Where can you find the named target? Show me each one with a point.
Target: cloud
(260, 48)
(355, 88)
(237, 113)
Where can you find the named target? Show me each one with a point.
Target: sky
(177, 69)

--- --- ---

* **Instructions for the task**
Repeat the material above in full. Match it exactly.

* **Answer space**
Where can you find the named target? Show me each one with a point.
Target: cloud
(260, 48)
(355, 88)
(237, 113)
Where can you find the named target? Show me each one with a point.
Target: sky
(177, 69)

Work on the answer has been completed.